» **DOCUMENT SECTION**
Am I glad I played it? Yes. An unqualified yes. The game, with its meditative pace, its simple but thoughtful audiovisual configuration, and its unflinching emotional sincerity, is beautiful and harrowing. And it raised a whole crop of questions I didn’t even know I was curious about.
Can a game make me feel paternal? Apparently, it can, much to my surprise. I have no wish to have children; aside from the massive time commitment that I struggle to even comprehend, I’ve always feared passing on my anxieties and neuroses to another generation, continuing the tradition of my mother, and her mother before her. I’ve never seen the allure of parenting, and I’ve never thought I’d be particularly good at it. Yet something about the Greens’ story, wherein they struggle to extract the moments of joy from the short time they have to share with Joel, sometimes succeeding and often failing, made me think that maybe I could handle it. Sure, I was just playing a game, and while the game is remarkably effective and engendering empathy, I didn’t really have to deal with the horror of losing a son.
But the game played a trick on me. While I was experiencing the story and chewing the scenery, I wanted it to end. I didn’t want to suffer anymore; I was tired of crying. The game is painful. But I knew that this was my one experience with the game. I knew that I would never come back this way again. It was too painful. Throughout my play, I was acutely aware that any snippet of experience I missed this time would be lost to me forever. So I took my time. I tried to hold it all inside me; the sounds, the notes, the hope for a miracle. I read all the cards I could handle reading (Can a Kickstarter reward tier make you cry? Yes). I treasured it all, even as it hurt me. I wanted to finish my experience, but I was also watching Steam notifications telling me that my friends were playing Skyrim or Her Story, and I wanted to know when I could stop and do normal things like they were. I could feel, in my own small way, the desperation the Greens felt, simultaneously hoping for the end while savoring the moment, wishing for a miracle the whole time.

» **EXERCISE DATA**

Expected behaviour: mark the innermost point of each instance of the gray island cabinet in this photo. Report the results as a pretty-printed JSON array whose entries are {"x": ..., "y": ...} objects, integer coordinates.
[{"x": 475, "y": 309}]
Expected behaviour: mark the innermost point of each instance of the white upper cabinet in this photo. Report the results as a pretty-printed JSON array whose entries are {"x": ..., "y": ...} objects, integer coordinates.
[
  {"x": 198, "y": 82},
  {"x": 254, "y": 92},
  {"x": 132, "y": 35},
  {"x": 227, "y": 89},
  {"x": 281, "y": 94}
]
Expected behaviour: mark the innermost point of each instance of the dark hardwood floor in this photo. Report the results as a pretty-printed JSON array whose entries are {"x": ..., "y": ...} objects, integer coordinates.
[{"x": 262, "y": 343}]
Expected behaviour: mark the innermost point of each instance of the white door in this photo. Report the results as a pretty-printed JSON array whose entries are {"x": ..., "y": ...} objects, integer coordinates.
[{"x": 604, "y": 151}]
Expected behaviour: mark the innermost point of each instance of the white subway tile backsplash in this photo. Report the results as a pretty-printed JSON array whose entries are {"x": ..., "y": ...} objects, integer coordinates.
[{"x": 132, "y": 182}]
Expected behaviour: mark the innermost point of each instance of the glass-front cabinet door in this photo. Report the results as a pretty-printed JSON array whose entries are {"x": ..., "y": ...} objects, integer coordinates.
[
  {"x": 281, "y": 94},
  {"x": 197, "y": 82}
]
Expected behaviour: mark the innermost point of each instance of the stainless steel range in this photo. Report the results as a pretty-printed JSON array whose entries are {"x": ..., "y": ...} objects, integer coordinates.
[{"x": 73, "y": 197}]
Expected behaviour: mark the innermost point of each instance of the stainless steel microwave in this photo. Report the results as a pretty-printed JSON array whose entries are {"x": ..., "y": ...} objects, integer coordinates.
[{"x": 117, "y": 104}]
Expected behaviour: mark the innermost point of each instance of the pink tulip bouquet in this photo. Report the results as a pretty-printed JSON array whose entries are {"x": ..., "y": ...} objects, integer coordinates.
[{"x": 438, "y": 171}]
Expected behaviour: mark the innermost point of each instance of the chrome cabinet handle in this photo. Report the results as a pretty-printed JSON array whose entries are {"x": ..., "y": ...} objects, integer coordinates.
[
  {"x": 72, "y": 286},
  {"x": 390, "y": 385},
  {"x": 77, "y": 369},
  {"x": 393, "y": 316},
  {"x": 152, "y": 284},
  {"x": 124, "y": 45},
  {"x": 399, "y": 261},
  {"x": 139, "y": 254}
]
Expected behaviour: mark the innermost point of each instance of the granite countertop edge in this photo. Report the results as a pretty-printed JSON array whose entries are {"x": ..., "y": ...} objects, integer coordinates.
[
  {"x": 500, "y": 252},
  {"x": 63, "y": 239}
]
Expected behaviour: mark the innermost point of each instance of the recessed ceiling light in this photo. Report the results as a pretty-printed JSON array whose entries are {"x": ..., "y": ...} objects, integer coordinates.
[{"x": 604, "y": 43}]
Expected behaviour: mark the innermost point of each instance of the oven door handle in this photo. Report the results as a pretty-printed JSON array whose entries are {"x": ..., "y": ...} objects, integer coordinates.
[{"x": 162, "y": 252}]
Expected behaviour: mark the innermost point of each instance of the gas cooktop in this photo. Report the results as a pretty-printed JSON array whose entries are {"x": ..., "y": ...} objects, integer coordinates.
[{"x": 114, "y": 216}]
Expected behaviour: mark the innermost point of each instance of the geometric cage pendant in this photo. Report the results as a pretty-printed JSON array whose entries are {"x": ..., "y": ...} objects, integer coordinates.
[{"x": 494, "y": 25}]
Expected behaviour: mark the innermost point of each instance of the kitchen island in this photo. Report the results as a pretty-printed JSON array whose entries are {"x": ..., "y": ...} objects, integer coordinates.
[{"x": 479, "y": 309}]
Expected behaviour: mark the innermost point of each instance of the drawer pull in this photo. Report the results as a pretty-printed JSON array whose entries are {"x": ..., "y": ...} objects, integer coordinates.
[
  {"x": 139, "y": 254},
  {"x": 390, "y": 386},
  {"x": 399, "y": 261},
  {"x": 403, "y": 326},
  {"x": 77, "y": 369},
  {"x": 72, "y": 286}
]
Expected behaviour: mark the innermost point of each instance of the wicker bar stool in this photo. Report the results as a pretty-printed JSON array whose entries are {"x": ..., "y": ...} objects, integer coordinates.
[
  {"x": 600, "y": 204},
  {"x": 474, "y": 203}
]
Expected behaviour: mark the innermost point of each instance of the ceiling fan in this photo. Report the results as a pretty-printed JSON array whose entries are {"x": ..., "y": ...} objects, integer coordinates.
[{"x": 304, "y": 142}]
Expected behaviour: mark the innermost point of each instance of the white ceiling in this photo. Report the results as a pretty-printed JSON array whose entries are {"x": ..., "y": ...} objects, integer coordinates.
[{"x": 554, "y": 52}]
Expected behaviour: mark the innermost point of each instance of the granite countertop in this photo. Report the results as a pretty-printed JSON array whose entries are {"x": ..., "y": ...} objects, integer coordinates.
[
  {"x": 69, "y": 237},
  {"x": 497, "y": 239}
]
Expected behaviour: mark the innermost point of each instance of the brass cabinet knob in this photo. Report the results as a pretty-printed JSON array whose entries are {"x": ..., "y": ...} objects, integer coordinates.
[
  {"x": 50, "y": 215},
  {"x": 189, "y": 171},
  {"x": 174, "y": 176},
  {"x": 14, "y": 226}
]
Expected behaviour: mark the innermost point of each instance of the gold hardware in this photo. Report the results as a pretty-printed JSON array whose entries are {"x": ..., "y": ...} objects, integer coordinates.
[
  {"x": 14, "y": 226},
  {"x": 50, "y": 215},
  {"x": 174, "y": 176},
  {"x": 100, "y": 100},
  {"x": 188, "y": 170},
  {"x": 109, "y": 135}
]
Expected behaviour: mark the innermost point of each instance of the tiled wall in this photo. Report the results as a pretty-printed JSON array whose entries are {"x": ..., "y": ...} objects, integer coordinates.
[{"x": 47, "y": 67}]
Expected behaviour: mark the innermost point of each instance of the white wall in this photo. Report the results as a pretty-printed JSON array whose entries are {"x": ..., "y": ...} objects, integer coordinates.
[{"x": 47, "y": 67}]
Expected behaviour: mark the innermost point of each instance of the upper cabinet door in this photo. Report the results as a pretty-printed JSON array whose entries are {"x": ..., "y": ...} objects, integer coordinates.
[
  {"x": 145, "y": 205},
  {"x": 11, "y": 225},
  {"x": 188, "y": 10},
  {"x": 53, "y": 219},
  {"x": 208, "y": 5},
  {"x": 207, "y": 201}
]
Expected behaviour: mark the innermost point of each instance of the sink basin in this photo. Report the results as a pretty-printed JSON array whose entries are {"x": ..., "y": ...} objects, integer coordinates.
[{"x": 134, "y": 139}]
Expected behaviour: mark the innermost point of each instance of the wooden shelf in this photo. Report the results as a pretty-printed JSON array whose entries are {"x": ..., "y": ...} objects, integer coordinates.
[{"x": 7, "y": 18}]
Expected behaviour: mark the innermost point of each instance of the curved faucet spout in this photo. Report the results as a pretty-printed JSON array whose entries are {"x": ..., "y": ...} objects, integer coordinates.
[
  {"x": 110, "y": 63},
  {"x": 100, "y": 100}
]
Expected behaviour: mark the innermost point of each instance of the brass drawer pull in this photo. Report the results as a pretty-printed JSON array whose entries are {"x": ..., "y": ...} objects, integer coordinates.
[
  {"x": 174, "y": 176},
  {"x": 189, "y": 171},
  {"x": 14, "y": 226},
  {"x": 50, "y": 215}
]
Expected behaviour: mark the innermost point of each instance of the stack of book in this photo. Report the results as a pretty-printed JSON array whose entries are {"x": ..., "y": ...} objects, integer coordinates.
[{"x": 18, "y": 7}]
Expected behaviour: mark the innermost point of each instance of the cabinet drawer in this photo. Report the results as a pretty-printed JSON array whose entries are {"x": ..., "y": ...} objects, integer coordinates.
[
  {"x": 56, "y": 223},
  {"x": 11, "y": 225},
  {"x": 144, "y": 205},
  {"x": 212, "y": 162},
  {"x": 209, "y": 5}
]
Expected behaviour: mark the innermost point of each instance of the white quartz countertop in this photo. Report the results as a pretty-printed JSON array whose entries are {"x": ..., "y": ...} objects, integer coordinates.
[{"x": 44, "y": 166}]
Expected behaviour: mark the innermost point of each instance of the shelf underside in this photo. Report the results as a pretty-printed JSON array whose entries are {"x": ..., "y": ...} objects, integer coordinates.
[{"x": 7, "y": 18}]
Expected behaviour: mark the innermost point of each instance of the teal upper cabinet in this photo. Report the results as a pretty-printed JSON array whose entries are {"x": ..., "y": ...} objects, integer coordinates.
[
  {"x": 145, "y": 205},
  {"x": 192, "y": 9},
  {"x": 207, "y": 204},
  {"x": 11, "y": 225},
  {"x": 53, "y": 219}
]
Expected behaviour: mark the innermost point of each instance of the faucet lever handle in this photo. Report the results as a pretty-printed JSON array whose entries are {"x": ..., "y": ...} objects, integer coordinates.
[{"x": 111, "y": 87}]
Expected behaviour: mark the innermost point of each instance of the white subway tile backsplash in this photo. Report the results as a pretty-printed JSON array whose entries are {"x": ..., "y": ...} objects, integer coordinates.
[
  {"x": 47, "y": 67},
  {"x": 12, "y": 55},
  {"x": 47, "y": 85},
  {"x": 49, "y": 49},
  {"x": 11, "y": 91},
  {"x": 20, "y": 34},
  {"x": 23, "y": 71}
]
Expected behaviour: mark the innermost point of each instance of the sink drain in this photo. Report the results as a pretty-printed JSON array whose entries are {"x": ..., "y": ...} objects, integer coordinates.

» **ACTIVITY LIST**
• a. In the game reflection, rewrite the passage between "Am I glad I" and "was curious about.", inclusive, replacing "beautiful" with "striking".
• b. Summarize the game reflection in two sentences.
• c. Continue the game reflection from the point where it stops.

» **ANSWERS FOR THIS EXERCISE**
• a.
Am I glad I played it? Yes. An unqualified yes. The game, with its meditative pace, its simple but thoughtful audiovisual configuration, and its unflinching emotional sincerity, is striking and harrowing. And it raised a whole crop of questions I didn’t even know I was curious about.

• b. The writer is glad to have played the game, calls it beautiful and harrowing, and was surprised that it stirred paternal feelings despite never wanting children. Knowing the experience was too painful to repeat, the writer savored every moment while also wanting it to end, and came to feel a small share of the Greens' desperation.

• c.
Right. So there’s the miracle stuff. And the God stuff. There’s a lot of God stuff. The Greens are believers. I’m not. So I struggled with another question: “What do I do with all this faith, when I firmly believe in a materialist existence that ends with death?” I take it, and despite myself, I ruminate on the mysteries of grace. Obviously, I don’t begrudge the Greens their faith, especially in a time of crisis. Like the game, the faith the Greens rely on is simple and beautiful, not pushy. It’s the faith of Job, and while it doesn’t give me solace, I do understand it. In that sense, That Dragon, Cancer is perhaps the most effective Christian game I’ve ever come across. It doesn’t attempt to proselytize, but it spreads the gospel in a way Left Behind or Super Bible Trivia or whatever could never hope for, because the Greens’ faith is based on hope, and love shines through the biblical platitudes that would make me roll my eyes in any other context. That’s the sort of faith I could stand to see more, and removing it from the game would make the whole experience lose its authenticity and its immediacy. My preferences aren’t germane.
Anyway, the game isn’t perfect. The controls can be clunky. There’s one spot where a bug forced me to restart a scene multiple times. In some scenes, there’s more to hear than there is to see. But these are niggling concerns. It’s tempting to dismiss them as the price of such a personal experience, but instead, I’ll say that they don’t matter. Like Joel, this game creates so many beautiful moments that focusing on the pain is missing the point entirely.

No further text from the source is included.